STATED EXERCISE: Render the items below as a two-column CSV with the headers input and output and one row for each item. Put the item's text in input and its answer in output, each in a single quoted field with line breaks replaced by spaces.

DATA PROVIDED:
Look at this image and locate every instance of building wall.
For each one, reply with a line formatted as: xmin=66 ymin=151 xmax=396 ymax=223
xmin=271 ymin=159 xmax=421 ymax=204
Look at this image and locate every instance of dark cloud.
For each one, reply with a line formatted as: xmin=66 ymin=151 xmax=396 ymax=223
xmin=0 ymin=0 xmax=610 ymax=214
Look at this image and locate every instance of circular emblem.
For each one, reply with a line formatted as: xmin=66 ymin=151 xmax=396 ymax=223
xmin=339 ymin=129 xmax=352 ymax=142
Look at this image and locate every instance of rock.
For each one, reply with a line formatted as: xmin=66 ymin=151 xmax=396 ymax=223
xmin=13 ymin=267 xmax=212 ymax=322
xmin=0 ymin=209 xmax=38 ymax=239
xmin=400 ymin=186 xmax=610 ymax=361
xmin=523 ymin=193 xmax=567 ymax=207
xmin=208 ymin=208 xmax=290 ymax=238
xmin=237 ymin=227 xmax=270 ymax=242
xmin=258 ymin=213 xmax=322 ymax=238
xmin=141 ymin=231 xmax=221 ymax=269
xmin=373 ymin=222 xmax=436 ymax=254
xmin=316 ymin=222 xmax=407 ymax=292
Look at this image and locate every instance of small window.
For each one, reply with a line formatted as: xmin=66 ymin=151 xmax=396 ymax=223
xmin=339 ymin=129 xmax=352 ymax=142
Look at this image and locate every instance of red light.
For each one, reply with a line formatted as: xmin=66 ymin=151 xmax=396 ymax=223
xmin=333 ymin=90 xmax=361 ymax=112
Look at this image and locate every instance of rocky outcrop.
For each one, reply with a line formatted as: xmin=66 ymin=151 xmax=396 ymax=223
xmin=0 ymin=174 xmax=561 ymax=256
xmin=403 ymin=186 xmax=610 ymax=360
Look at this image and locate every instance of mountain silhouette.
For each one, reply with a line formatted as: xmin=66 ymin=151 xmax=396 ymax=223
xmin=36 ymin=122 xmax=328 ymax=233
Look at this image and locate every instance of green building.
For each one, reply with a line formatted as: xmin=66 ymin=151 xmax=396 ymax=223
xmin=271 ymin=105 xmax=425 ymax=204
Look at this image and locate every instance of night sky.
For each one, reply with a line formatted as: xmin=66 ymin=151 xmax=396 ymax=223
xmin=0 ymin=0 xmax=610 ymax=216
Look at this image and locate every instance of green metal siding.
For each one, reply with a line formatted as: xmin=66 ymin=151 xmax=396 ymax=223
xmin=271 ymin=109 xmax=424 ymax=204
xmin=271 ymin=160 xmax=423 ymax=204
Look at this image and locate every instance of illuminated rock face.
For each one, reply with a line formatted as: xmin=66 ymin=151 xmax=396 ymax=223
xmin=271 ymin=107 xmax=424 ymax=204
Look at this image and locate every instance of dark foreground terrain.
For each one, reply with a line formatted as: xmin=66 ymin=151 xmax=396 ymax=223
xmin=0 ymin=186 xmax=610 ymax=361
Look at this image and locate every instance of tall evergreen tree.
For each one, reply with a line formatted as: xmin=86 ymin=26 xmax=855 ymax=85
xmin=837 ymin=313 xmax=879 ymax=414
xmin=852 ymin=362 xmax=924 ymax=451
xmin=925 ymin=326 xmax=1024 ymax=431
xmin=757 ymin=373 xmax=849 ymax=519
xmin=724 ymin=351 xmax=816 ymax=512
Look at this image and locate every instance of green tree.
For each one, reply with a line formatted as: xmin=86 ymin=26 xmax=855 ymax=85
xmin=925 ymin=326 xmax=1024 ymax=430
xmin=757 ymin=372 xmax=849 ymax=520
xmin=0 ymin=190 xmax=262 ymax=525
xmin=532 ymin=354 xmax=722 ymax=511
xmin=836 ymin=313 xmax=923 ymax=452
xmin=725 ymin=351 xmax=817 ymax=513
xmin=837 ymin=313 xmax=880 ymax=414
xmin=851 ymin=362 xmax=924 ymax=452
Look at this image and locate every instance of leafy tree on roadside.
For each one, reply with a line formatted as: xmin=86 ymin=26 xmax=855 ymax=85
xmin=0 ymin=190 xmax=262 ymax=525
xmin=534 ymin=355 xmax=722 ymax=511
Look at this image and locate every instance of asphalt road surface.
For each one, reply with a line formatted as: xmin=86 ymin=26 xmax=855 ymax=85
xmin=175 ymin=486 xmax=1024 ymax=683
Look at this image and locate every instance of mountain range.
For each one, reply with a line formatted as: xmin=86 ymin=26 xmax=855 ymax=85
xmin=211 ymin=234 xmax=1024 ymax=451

EXERCISE RESPONSE:
input,output
"Look at this image and locate every instance of building wall. For each one, reply with a line formatted as: xmin=66 ymin=151 xmax=396 ymax=223","xmin=271 ymin=159 xmax=421 ymax=204"
"Look at this image and locate every instance of dark cloud. For each one, reply with a line formatted as: xmin=66 ymin=151 xmax=396 ymax=223","xmin=0 ymin=0 xmax=610 ymax=214"
"Look at this image and locate every instance of circular emblem. For each one, reply with a line formatted as: xmin=66 ymin=151 xmax=396 ymax=223","xmin=339 ymin=129 xmax=352 ymax=142"
"Look at this image and locate every instance of rock. For each one, reply with a line formatted as: xmin=66 ymin=151 xmax=396 ymax=223","xmin=13 ymin=267 xmax=212 ymax=322 xmin=0 ymin=209 xmax=38 ymax=239 xmin=400 ymin=186 xmax=610 ymax=361 xmin=523 ymin=193 xmax=567 ymax=207 xmin=208 ymin=208 xmax=290 ymax=238 xmin=237 ymin=227 xmax=270 ymax=242 xmin=258 ymin=213 xmax=322 ymax=238 xmin=141 ymin=231 xmax=221 ymax=269 xmin=373 ymin=222 xmax=436 ymax=254 xmin=316 ymin=222 xmax=407 ymax=292"
"Look at this image and locate every instance of small window. For each one, reply with a line formatted as: xmin=66 ymin=151 xmax=396 ymax=223","xmin=339 ymin=129 xmax=352 ymax=142"
"Look at this image and locate every instance of red light. For each one, reply with a line formatted as: xmin=66 ymin=151 xmax=396 ymax=223","xmin=333 ymin=90 xmax=361 ymax=112"
"Look at this image and locate every instance of rocky outcrop. For each one, reply with a line formatted as: xmin=66 ymin=151 xmax=396 ymax=223","xmin=0 ymin=174 xmax=561 ymax=256 xmin=403 ymin=186 xmax=610 ymax=360"
"Look at this image and locate every instance of mountain silhouette. For each one, reply with a line formatted as: xmin=66 ymin=151 xmax=396 ymax=223","xmin=36 ymin=122 xmax=328 ymax=233"
"Look at this image and locate every instance of green building. For each one, reply with a line formatted as: xmin=66 ymin=151 xmax=396 ymax=223","xmin=271 ymin=105 xmax=425 ymax=204"
"Look at this image and locate every instance of night sky. For each one, reply with a line formatted as: xmin=66 ymin=151 xmax=396 ymax=223","xmin=0 ymin=0 xmax=610 ymax=216"
"Look at this image and locate every instance of green metal siding. For each one, reply with a line formatted as: xmin=66 ymin=151 xmax=396 ymax=223","xmin=271 ymin=109 xmax=424 ymax=204 xmin=271 ymin=160 xmax=423 ymax=204"
"Look at this image and locate every instance of illuminated rock face. For each one, reply with a line formatted as: xmin=66 ymin=151 xmax=396 ymax=223","xmin=271 ymin=107 xmax=424 ymax=204"
"Look at this image and locate every instance of dark foreground terrain. For each one, reply with a line formatted as: xmin=66 ymin=151 xmax=396 ymax=223","xmin=0 ymin=186 xmax=610 ymax=361"
"Look at this image and locate every instance of tall evergreen tree. For each one, reply with a line formatted as: xmin=86 ymin=26 xmax=855 ymax=85","xmin=837 ymin=313 xmax=879 ymax=414 xmin=852 ymin=362 xmax=924 ymax=451 xmin=925 ymin=326 xmax=1024 ymax=431 xmin=757 ymin=373 xmax=849 ymax=519 xmin=724 ymin=351 xmax=816 ymax=512"
"Look at this image and locate every instance of green tree. For each one, reply with a line formatted as: xmin=86 ymin=26 xmax=855 ymax=85","xmin=925 ymin=326 xmax=1024 ymax=430 xmin=757 ymin=372 xmax=849 ymax=520 xmin=0 ymin=190 xmax=262 ymax=525 xmin=532 ymin=354 xmax=722 ymax=511 xmin=836 ymin=313 xmax=923 ymax=452 xmin=725 ymin=351 xmax=817 ymax=513 xmin=837 ymin=313 xmax=880 ymax=414 xmin=851 ymin=362 xmax=924 ymax=452"
"Look at this image and locate every instance of leafy tree on roadside. For each one, reply with a line formatted as: xmin=86 ymin=26 xmax=855 ymax=85","xmin=0 ymin=190 xmax=262 ymax=525 xmin=534 ymin=355 xmax=722 ymax=511"
"Look at this image and locate every instance of asphalt road surface. For each one, reply with a line formatted as: xmin=86 ymin=26 xmax=855 ymax=85","xmin=175 ymin=486 xmax=1024 ymax=683"
"Look at this image and locate every instance of mountain range. For each one, reply with a line formatted as: xmin=86 ymin=26 xmax=855 ymax=85","xmin=211 ymin=234 xmax=1024 ymax=451"